* [Instructions for the task]:
Hunt for the word "orange" across the entries below, copying each line that holds it.

[Recorded data]
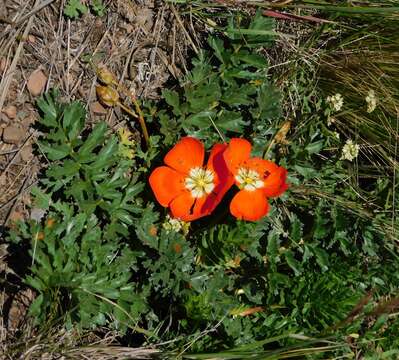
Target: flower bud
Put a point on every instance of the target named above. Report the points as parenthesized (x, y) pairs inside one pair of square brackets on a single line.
[(107, 95), (105, 76)]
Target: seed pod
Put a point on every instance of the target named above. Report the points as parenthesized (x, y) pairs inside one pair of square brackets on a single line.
[(105, 76), (50, 223), (107, 95)]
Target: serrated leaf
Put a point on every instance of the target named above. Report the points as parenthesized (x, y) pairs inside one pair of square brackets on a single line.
[(321, 258), (74, 8)]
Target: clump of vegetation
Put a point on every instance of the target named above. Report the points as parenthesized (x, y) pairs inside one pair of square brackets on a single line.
[(75, 8)]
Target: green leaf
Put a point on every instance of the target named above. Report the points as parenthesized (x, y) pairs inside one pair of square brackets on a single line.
[(315, 147), (55, 152), (321, 258), (230, 121), (293, 263), (75, 8), (50, 109)]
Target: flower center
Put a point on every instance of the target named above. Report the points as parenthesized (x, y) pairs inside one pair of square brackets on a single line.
[(199, 182), (248, 179)]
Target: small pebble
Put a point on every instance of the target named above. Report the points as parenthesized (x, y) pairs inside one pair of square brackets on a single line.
[(97, 108), (26, 153)]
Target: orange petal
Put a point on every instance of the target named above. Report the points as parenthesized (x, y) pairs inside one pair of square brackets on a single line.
[(249, 205), (187, 208), (263, 167), (237, 152), (186, 154), (275, 184), (223, 177), (166, 184)]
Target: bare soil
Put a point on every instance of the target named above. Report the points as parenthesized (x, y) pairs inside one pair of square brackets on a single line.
[(144, 44)]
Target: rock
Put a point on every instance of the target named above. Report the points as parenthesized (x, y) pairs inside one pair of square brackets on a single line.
[(13, 135), (36, 82), (10, 111), (16, 215), (37, 214), (31, 39), (97, 108), (3, 64)]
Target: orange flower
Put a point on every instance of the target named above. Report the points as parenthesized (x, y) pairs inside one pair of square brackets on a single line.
[(257, 179), (185, 186)]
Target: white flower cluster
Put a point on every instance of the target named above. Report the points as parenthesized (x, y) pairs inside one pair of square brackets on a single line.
[(371, 101), (350, 150), (336, 101), (171, 224)]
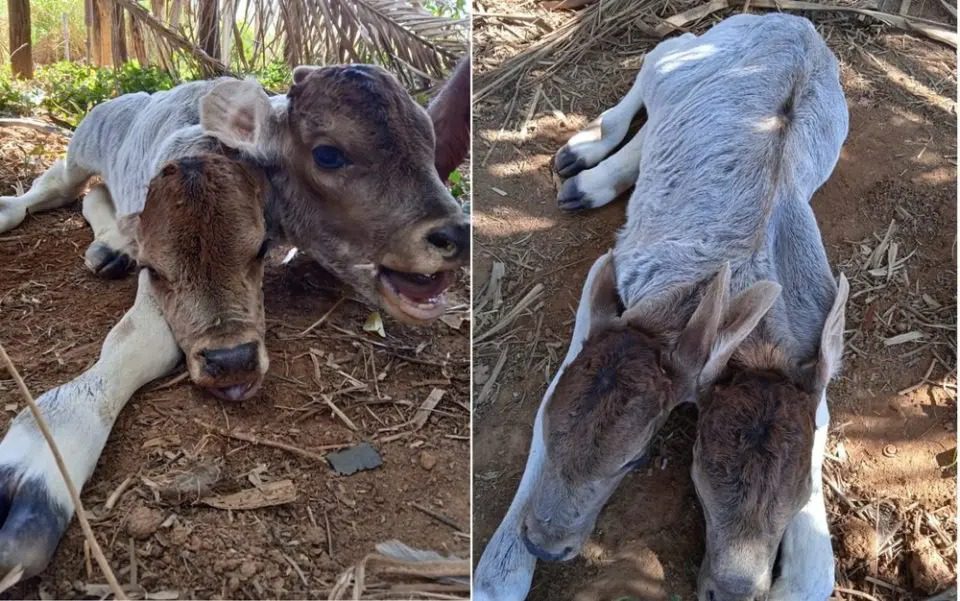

* [Your solution]:
Target: orange petal
Target: orange flower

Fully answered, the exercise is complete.